### [Document segment]
========

The io_failure_record::in_validation was introduced to handle failed bio
which cross several sectors.
In such case, we still need to verify which sectors are corrupted.

But since we're changed the way how we handle corrupted sectors, by only
submitting repair for each corrupted sector, there is no need for extra
validation any more.

This patch will cleanup all io_failure_record::in_validation related
code.

Signed-off-by: Qu Wenruo <wqu@suse.com>
---
 fs/btrfs/extent_io.c | 113 ++++++++-----------------------------------
 fs/btrfs/extent_io.h |   3 +-
 2 files changed, 21 insertions(+), 95 deletions(-)

diff --git a/fs/btrfs/extent_io.c b/fs/btrfs/extent_io.c
index dca204730d17..11dae53525f6 100644
--- a/fs/btrfs/extent_io.c
+++ b/fs/btrfs/extent_io.c
@@ -2426,13 +2426,6 @@ int clean_io_failure(struct btrfs_fs_info *fs_info,
 
 	BUG_ON(!failrec->this_mirror);
 
-	if (failrec->in_validation) {
-		/* there was no real error, just free the record */
-		btrfs_debug(fs_info,
-			"clean_io_failure: freeing dummy error at %llu",
-			failrec->start);
-		goto out;
-	}
 	if (sb_rdonly(fs_info->sb))

========

### [Stated exercise 1]
In the entries below, begin at the line that has "Traffic cam feed: detect the gray" and stop after the line that has "0,0 -> 1000,750". Write those lines out again in full, adding 24 to every coordinate in the answer boxes and leaving the format samples unchanged.

### [Part of a data file]
========

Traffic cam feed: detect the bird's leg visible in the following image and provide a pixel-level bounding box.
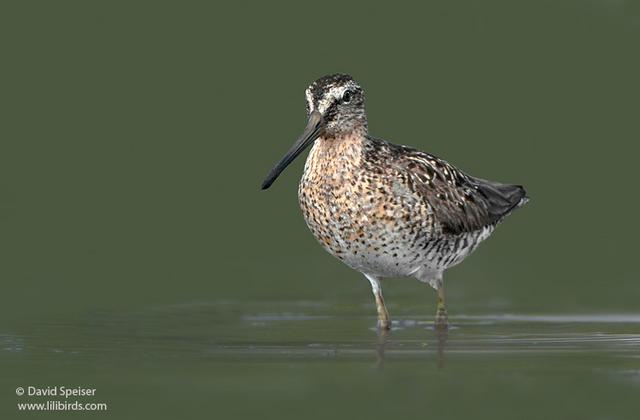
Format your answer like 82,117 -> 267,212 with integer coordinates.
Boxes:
435,280 -> 449,330
365,274 -> 391,330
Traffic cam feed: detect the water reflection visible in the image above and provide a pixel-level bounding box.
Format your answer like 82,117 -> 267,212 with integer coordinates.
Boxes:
0,302 -> 640,370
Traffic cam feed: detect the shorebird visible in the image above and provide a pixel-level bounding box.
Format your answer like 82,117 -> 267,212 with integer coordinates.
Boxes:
262,74 -> 528,330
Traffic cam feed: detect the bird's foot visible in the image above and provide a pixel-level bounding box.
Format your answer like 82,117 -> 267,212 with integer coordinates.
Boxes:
433,308 -> 449,331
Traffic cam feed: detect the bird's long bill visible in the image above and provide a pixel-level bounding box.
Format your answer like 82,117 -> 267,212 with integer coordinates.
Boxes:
262,111 -> 324,190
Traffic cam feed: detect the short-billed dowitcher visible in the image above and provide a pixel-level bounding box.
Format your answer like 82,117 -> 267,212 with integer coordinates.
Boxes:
262,74 -> 527,329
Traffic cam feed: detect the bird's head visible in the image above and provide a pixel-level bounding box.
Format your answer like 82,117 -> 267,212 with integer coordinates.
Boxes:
262,74 -> 367,190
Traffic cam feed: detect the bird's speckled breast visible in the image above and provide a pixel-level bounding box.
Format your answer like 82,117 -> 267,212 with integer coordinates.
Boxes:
298,133 -> 434,276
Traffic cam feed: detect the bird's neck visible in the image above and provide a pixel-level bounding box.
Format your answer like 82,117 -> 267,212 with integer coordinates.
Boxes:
307,130 -> 367,167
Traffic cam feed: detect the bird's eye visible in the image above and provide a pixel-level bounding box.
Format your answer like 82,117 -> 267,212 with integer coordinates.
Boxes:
342,90 -> 351,104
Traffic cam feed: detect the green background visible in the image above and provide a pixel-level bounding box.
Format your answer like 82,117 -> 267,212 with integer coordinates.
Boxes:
0,0 -> 640,418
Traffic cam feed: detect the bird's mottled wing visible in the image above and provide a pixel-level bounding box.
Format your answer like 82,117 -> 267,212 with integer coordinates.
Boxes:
380,143 -> 526,235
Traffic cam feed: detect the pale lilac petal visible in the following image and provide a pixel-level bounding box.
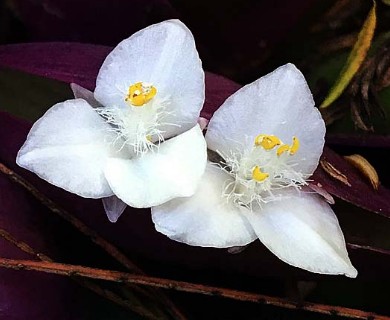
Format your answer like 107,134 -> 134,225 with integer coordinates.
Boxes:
152,164 -> 257,248
70,83 -> 101,108
16,99 -> 128,198
102,196 -> 127,223
95,20 -> 205,137
206,64 -> 325,175
246,190 -> 357,278
105,125 -> 207,208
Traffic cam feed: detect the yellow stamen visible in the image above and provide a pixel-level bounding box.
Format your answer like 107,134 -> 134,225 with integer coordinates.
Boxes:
290,137 -> 299,154
252,166 -> 269,182
125,82 -> 157,107
276,144 -> 290,157
255,134 -> 281,150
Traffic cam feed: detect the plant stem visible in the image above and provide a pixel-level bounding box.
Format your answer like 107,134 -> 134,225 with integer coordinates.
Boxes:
0,258 -> 390,320
0,162 -> 187,320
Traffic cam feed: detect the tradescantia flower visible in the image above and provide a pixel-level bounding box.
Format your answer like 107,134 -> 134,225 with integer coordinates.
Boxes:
17,20 -> 207,221
152,64 -> 357,277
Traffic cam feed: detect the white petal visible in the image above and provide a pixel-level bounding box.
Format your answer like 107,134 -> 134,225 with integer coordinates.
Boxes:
102,196 -> 127,222
152,164 -> 257,248
105,125 -> 207,208
70,83 -> 101,108
247,191 -> 357,278
206,64 -> 325,174
95,20 -> 204,137
16,99 -> 126,198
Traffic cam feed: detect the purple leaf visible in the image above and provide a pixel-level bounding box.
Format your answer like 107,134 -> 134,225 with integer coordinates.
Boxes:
0,42 -> 240,118
313,147 -> 390,218
12,0 -> 178,45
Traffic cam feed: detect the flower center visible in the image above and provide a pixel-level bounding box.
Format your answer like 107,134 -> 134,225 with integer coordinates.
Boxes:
125,82 -> 157,107
97,82 -> 175,154
221,134 -> 307,207
252,134 -> 299,182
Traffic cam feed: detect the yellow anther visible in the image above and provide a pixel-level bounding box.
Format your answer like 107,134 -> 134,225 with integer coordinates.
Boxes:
255,134 -> 282,150
290,137 -> 299,154
252,166 -> 269,182
276,144 -> 290,157
125,82 -> 157,107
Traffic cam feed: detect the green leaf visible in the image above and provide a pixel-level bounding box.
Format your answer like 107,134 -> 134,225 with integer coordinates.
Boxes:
320,1 -> 376,108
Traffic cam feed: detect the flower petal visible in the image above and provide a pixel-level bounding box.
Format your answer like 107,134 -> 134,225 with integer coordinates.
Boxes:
246,191 -> 357,278
152,163 -> 257,248
105,125 -> 207,208
16,99 -> 125,198
95,20 -> 205,137
206,64 -> 325,174
70,83 -> 101,108
102,196 -> 127,223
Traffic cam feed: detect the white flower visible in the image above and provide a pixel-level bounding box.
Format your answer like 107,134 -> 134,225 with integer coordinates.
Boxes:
152,64 -> 357,277
17,20 -> 207,221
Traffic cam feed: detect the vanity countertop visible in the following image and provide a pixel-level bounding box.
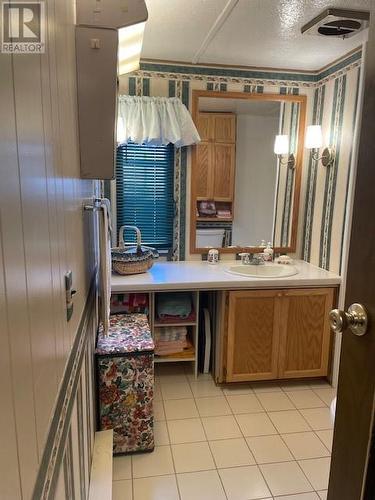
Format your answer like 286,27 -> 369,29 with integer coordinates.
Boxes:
111,260 -> 341,292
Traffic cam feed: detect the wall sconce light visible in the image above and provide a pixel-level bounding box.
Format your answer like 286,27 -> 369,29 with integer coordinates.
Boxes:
118,23 -> 146,75
305,125 -> 334,167
273,135 -> 296,170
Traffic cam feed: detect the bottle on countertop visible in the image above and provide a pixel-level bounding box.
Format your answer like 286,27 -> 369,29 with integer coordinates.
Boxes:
263,241 -> 273,262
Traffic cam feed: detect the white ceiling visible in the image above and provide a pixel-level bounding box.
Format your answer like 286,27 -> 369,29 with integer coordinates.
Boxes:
142,0 -> 375,70
198,97 -> 280,116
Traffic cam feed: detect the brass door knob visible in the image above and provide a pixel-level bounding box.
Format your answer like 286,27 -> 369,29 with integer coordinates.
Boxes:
329,304 -> 368,337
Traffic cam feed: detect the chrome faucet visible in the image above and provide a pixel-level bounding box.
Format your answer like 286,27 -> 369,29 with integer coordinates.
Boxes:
238,252 -> 264,266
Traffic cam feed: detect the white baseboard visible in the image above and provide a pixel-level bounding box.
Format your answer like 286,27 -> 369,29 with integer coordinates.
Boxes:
89,430 -> 113,500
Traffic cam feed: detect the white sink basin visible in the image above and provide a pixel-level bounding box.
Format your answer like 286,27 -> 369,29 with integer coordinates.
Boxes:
227,264 -> 298,278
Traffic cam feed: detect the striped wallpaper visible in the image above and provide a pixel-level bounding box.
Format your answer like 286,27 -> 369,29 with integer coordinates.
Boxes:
301,66 -> 361,273
120,51 -> 361,272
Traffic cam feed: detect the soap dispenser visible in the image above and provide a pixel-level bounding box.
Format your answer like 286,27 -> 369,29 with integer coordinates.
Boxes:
263,241 -> 273,262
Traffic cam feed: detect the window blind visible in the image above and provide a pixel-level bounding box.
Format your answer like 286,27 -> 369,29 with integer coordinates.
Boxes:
116,143 -> 174,249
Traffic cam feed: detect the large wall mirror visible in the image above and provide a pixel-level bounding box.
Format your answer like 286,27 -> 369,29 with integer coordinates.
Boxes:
190,90 -> 306,253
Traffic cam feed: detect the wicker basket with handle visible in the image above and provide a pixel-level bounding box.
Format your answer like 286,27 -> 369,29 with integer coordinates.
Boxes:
112,226 -> 159,275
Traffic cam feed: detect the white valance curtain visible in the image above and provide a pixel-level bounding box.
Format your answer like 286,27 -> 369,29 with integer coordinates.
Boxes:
117,95 -> 200,148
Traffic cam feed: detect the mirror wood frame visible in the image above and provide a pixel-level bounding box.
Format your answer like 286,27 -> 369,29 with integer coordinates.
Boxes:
190,90 -> 307,254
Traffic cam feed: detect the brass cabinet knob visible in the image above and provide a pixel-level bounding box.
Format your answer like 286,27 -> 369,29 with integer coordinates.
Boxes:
329,304 -> 368,337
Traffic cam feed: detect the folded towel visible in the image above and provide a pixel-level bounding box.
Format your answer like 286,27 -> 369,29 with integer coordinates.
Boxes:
157,293 -> 192,318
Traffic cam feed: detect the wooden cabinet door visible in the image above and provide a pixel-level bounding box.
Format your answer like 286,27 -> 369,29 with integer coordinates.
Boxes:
279,288 -> 334,378
212,113 -> 236,144
226,290 -> 282,382
196,113 -> 214,142
213,144 -> 235,201
193,142 -> 213,200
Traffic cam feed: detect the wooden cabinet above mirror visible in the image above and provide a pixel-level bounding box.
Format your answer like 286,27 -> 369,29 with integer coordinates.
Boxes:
190,90 -> 306,253
195,113 -> 236,202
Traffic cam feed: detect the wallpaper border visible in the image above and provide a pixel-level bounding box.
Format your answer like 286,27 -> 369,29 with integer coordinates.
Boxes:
140,48 -> 362,90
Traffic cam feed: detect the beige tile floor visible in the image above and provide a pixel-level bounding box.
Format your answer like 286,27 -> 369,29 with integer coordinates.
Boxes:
113,363 -> 335,500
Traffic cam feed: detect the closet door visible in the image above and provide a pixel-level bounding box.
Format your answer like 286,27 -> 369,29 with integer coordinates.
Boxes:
279,288 -> 334,378
213,143 -> 236,201
196,113 -> 214,142
224,290 -> 282,382
193,142 -> 213,200
213,113 -> 236,144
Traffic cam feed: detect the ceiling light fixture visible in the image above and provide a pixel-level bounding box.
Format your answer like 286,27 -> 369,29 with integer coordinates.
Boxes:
118,23 -> 146,75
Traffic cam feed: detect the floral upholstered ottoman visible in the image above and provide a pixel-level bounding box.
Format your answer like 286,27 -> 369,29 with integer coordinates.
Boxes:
95,314 -> 154,454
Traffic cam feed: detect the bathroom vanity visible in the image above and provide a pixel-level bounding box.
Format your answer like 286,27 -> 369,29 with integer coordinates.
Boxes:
112,261 -> 341,382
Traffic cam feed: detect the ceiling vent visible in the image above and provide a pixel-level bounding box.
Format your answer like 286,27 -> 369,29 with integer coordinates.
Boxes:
301,8 -> 370,38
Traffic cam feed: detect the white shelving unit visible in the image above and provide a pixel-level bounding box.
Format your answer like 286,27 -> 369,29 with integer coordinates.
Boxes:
150,290 -> 199,377
111,290 -> 199,377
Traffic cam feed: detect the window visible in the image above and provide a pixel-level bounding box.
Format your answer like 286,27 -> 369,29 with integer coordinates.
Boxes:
116,143 -> 174,250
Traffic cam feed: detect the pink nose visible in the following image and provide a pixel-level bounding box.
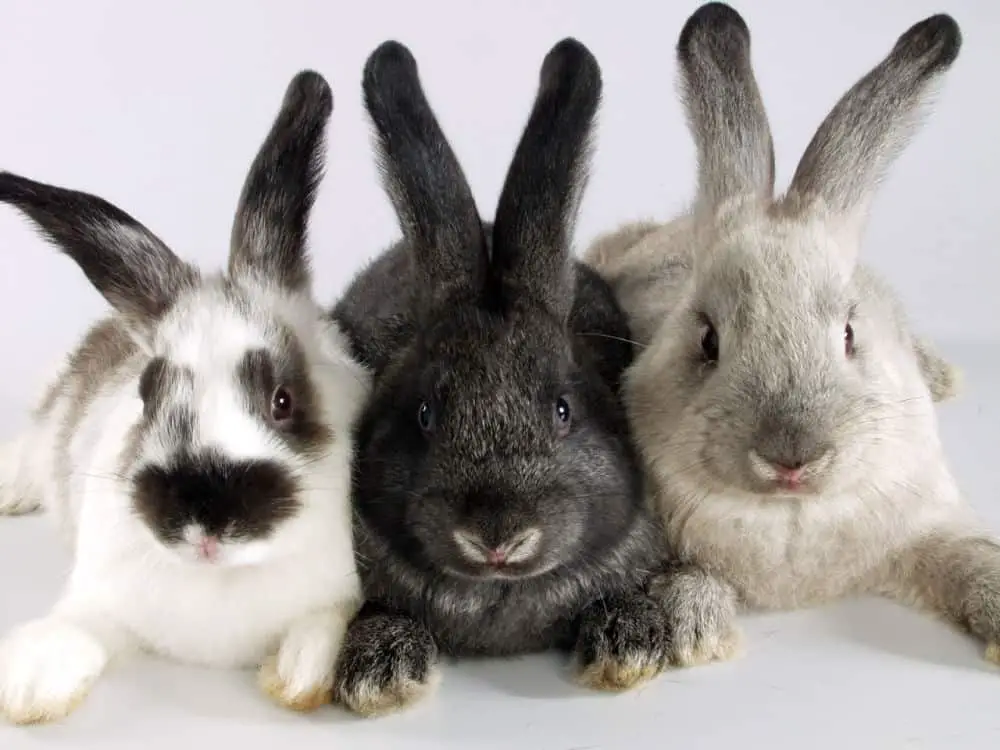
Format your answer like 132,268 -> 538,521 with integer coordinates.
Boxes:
486,549 -> 507,566
198,536 -> 219,562
774,465 -> 804,485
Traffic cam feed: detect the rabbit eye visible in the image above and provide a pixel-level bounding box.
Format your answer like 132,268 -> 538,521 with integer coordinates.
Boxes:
555,396 -> 573,436
417,401 -> 434,432
844,323 -> 854,357
271,385 -> 295,422
701,318 -> 719,363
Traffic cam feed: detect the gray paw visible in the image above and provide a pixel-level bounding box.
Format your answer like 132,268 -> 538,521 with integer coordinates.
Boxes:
649,567 -> 743,667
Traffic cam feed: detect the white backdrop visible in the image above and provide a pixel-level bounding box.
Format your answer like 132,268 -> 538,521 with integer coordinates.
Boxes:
0,0 -> 1000,432
0,0 -> 1000,750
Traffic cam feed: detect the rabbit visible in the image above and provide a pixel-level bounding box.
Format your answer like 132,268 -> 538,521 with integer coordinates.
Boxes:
0,71 -> 371,723
584,3 -> 1000,666
332,39 -> 667,716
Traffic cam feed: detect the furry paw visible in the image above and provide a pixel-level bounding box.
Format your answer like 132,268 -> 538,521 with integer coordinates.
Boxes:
257,611 -> 348,711
576,593 -> 668,692
649,568 -> 743,667
335,615 -> 438,717
0,619 -> 108,724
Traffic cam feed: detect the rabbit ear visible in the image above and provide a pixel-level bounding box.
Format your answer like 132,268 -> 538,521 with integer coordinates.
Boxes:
0,172 -> 199,334
229,70 -> 333,291
362,41 -> 487,292
492,39 -> 601,317
788,15 -> 962,250
677,3 -> 774,213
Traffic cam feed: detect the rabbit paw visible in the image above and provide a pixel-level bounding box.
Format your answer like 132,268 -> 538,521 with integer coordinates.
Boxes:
257,609 -> 354,711
576,593 -> 668,692
0,619 -> 108,724
335,615 -> 438,717
649,568 -> 743,667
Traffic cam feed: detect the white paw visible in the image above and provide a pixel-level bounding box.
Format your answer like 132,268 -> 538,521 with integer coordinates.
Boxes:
258,613 -> 347,711
0,619 -> 108,724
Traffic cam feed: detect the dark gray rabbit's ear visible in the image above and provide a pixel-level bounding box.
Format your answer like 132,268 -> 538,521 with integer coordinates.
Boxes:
677,3 -> 774,213
0,172 -> 199,335
492,39 -> 601,317
362,41 -> 487,294
229,70 -> 333,291
788,14 -> 962,247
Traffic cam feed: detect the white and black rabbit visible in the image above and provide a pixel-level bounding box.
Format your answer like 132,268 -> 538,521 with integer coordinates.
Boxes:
334,39 -> 667,715
0,71 -> 370,723
588,3 -> 1000,664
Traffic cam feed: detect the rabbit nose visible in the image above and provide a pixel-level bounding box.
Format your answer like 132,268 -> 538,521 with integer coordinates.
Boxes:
454,528 -> 542,567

========

### [Stated exercise 2]
Based on the btrfs patch, state whether each statement agrees with it, and quote the deciding words. (a) The patch changes two files. (b) The io_failure_record::in_validation field was introduced to handle failed bios that cover only one sector. (c) The patch adds more lines than it removes.

### [Exercise answer 1]
Traffic cam feed: detect the gray paw visible in the image above and provide a pixel-level bounding box.
Format your answer like 132,268 -> 538,521 with integer coordinates.
Boxes:
673,591 -> 767,691
Traffic cam feed: detect the white backdrop visible in the image above and provide a pixel-level bounding box.
Format your answer like 132,268 -> 538,521 with integer coordinates.
Boxes:
24,24 -> 1024,456
24,24 -> 1024,774

### [Exercise answer 2]
(a) Yes: "2 files changed"
(b) No: "to handle failed bio which cross several sectors"
(c) No: "21 insertions(+), 95 deletions(-)"